Written exercise: Copy the items below verbatim, beginning at the line that contains "[outline] boeing 747" and stopping after the line that contains "M175 83L229 70L244". Give only those lines.

Dataset extract:
------------------------

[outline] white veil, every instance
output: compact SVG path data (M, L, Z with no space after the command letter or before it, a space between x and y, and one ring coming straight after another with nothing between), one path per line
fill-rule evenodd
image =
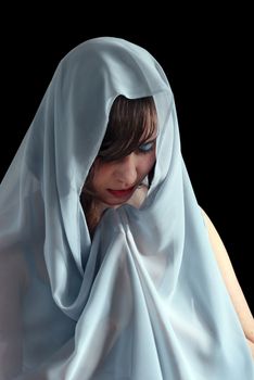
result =
M92 242L80 192L118 94L153 96L154 178ZM96 38L59 64L0 189L0 379L253 380L160 64Z

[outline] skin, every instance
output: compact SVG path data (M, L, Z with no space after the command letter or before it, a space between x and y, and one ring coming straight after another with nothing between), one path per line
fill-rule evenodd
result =
M149 141L151 140L152 138ZM139 185L152 169L154 163L155 143L152 150L147 153L138 149L128 156L116 162L101 163L99 160L96 161L92 187L98 201L98 207L101 207L101 212L109 206L117 207L124 203L139 207L148 191L145 186ZM129 188L132 188L132 190L120 198L111 193L111 190L125 190ZM216 228L202 208L201 212L207 228L216 262L238 314L252 356L254 357L254 319L252 313Z
M113 162L97 159L91 187L98 206L117 207L127 203L155 164L155 136L129 155Z

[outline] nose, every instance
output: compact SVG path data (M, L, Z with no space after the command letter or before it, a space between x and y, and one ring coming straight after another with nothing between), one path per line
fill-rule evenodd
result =
M129 189L136 183L138 172L135 153L126 155L116 163L114 175L117 182L122 183L125 189Z

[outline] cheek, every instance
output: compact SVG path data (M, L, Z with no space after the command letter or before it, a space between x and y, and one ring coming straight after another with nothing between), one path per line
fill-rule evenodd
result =
M111 166L109 164L97 164L93 169L92 186L98 188L102 186L111 176Z

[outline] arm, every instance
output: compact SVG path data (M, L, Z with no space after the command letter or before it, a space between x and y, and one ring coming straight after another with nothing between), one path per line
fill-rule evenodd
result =
M232 264L229 259L228 253L225 249L225 245L218 232L216 231L213 223L211 221L211 219L208 218L208 216L205 214L203 210L202 210L202 214L208 231L211 245L219 266L219 270L223 275L225 284L232 300L233 306L239 316L240 322L242 325L242 329L247 339L247 343L251 347L252 355L254 357L254 319L253 319L252 313L244 297L242 289L238 282Z

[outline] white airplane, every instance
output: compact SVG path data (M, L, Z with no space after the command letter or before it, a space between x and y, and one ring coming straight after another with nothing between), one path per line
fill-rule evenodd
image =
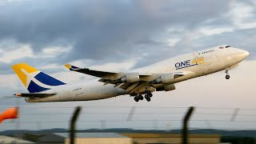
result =
M226 70L248 57L249 52L227 45L171 58L148 66L126 72L106 72L65 65L71 71L98 77L98 82L66 84L38 70L20 63L12 66L30 93L27 102L90 101L130 94L136 102L144 98L150 102L152 92L175 90L175 83ZM144 94L144 97L142 96Z

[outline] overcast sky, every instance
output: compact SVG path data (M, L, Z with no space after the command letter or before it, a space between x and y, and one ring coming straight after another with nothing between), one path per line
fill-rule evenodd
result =
M176 85L177 90L155 93L150 102L135 102L128 95L94 102L26 103L23 99L0 101L0 111L6 107L42 107L22 109L21 114L69 114L73 109L57 107L84 106L85 112L129 113L130 106L141 106L138 112L184 113L186 107L230 107L256 109L256 2L251 1L199 0L0 0L0 91L1 95L27 92L10 66L26 62L55 78L73 83L95 80L70 72L63 65L122 71L150 65L186 52L217 45L228 44L250 52L250 57L230 70L230 80L224 71ZM94 108L86 106L127 106ZM149 106L178 106L182 109L146 109ZM46 109L44 107L50 107ZM54 108L55 107L55 108ZM232 114L234 109L205 110L198 113ZM240 114L256 114L256 110L241 110ZM121 115L121 116L120 116ZM128 114L88 114L86 120L126 120ZM69 121L69 114L21 115L21 122ZM134 119L181 119L182 114L135 115ZM200 115L192 127L226 129L253 128L253 122L225 122L230 115ZM208 119L207 119L208 118ZM256 116L238 115L238 121L256 121ZM240 118L240 119L239 119ZM153 124L152 124L153 122ZM93 123L91 125L91 123ZM100 122L80 122L79 128L99 128ZM179 127L180 122L107 122L112 127ZM14 130L14 123L6 122L1 130ZM21 129L67 127L66 122L22 123Z

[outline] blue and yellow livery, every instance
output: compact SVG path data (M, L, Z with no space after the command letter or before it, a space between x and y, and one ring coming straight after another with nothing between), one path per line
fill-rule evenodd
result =
M14 65L12 68L30 93L44 91L66 84L26 63Z

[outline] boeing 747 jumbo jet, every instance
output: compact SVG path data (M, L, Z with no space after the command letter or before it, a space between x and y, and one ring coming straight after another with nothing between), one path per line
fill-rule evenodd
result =
M175 83L229 70L244 60L249 53L227 45L171 58L150 66L126 72L106 72L79 68L69 64L71 71L99 78L98 82L66 84L28 65L12 66L30 93L18 93L27 102L90 101L129 94L136 102L150 102L154 91L175 90ZM144 94L144 97L142 96Z

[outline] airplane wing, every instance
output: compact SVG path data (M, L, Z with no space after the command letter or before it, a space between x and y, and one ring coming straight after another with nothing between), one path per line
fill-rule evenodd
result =
M33 93L18 93L14 94L18 97L25 97L25 98L46 98L57 94L56 93L53 94L33 94Z
M150 74L150 73L118 73L118 72L106 72L88 68L80 68L70 64L65 66L71 71L76 71L91 76L101 78L98 82L106 84L114 84L114 86L119 86L125 90L127 93L132 94L135 91L139 91L141 89L149 89L153 80L164 74L171 74L173 78L183 76L184 72L175 72L171 74ZM153 78L153 79L152 79Z
M79 68L79 67L77 67L77 66L72 66L70 64L66 64L66 65L65 65L65 66L71 71L83 73L83 74L86 74L88 75L98 77L98 78L107 77L107 76L114 75L116 74L116 73L113 73L113 72L94 70L90 70L87 68Z

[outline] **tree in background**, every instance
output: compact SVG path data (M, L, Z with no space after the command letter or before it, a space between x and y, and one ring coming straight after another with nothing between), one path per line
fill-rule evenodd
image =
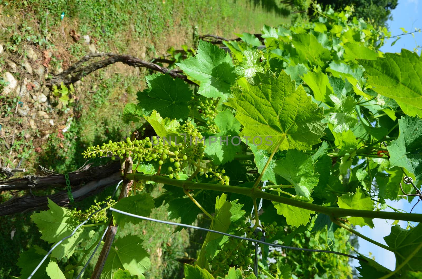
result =
M325 6L331 5L335 11L340 11L346 6L354 7L354 15L357 18L363 17L365 20L373 21L379 26L387 26L387 21L392 19L391 10L397 6L398 0L317 0Z

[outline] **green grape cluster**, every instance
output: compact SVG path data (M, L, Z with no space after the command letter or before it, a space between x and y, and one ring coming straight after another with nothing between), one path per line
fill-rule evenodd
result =
M230 179L225 175L225 170L213 167L212 163L203 160L203 137L197 129L190 121L186 121L178 129L179 135L174 141L154 136L150 139L132 141L127 138L125 142L109 141L101 146L90 146L82 154L84 158L95 158L111 155L115 160L118 156L123 159L125 156L131 156L134 164L143 162L157 162L159 166L165 165L162 173L168 174L170 178L179 180L181 175L186 173L186 169L190 165L192 169L197 169L200 175L211 177L222 185L229 185Z
M261 222L261 227L265 232L265 237L268 240L271 240L280 230L283 229L282 227L277 225L276 222L273 222L267 226L265 225L263 222ZM262 236L262 233L261 235Z
M206 121L207 131L212 134L218 131L218 127L214 122L214 118L218 112L216 102L212 99L200 96L197 99L196 105L201 117Z
M248 225L249 223L241 225L240 229L236 231L236 234L243 236L246 233L249 235L251 228L248 226ZM243 275L248 275L252 271L250 267L254 255L255 247L252 241L230 237L217 255L210 259L208 262L213 273L216 276L224 276L229 269L233 266L241 269Z
M78 210L75 208L71 212L70 218L76 223L79 223L84 221L88 218L90 214L100 209L104 204L107 204L108 206L114 203L115 201L111 199L111 197L108 196L106 198L106 200L104 201L97 201L96 200L94 200L94 204L92 204L89 209L86 209L84 211ZM93 223L106 223L108 219L106 211L101 210L91 216L89 221Z

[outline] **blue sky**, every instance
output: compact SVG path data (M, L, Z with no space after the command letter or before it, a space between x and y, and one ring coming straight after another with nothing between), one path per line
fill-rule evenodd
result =
M404 28L408 32L415 30L415 28L422 28L422 2L420 0L399 0L397 8L392 11L392 21L388 22L389 29L391 32L392 35L394 36L402 34L403 32L400 27ZM387 40L385 45L381 48L381 50L383 52L400 53L402 48L406 48L411 51L417 45L422 46L422 33L415 33L414 38L411 35L407 35L403 36L394 46L391 46L391 43L394 39ZM420 55L421 50L418 51ZM409 204L405 199L398 201L387 201L387 204L395 208L403 209L409 212L412 207L416 202L414 199L413 202ZM387 208L388 211L392 210ZM422 213L422 204L419 202L413 209L412 213ZM383 244L386 244L383 238L390 233L391 225L393 220L384 220L374 219L374 229L369 228L368 226L363 228L358 227L357 230L364 235ZM400 226L406 228L407 222L401 221L399 223ZM395 267L395 258L394 254L389 251L380 248L375 245L365 240L360 239L360 247L359 252L366 255L368 255L370 252L372 256L375 257L375 260L384 266L391 270L394 270ZM354 261L352 266L359 266L357 261Z

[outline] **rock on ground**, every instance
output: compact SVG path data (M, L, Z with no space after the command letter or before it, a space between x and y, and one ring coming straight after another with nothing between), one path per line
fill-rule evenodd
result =
M9 83L3 90L3 94L8 95L16 88L16 86L18 85L18 81L13 76L13 75L8 72L4 73L4 80L5 81Z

------------------------

Answer below:
[outline] boeing 747 jumbo jet, every instance
output: compact SVG path data (M, L, Z with no space after the command letter or before it, a space between x and y, and one ring coming straight after another with nothing between), one path per line
fill-rule evenodd
result =
M175 83L229 70L244 60L249 53L227 45L171 58L150 66L126 72L106 72L79 68L69 64L71 71L99 78L98 82L66 84L28 65L12 66L30 93L18 93L27 102L90 101L129 94L136 102L150 102L154 91L175 90ZM144 94L144 97L142 96Z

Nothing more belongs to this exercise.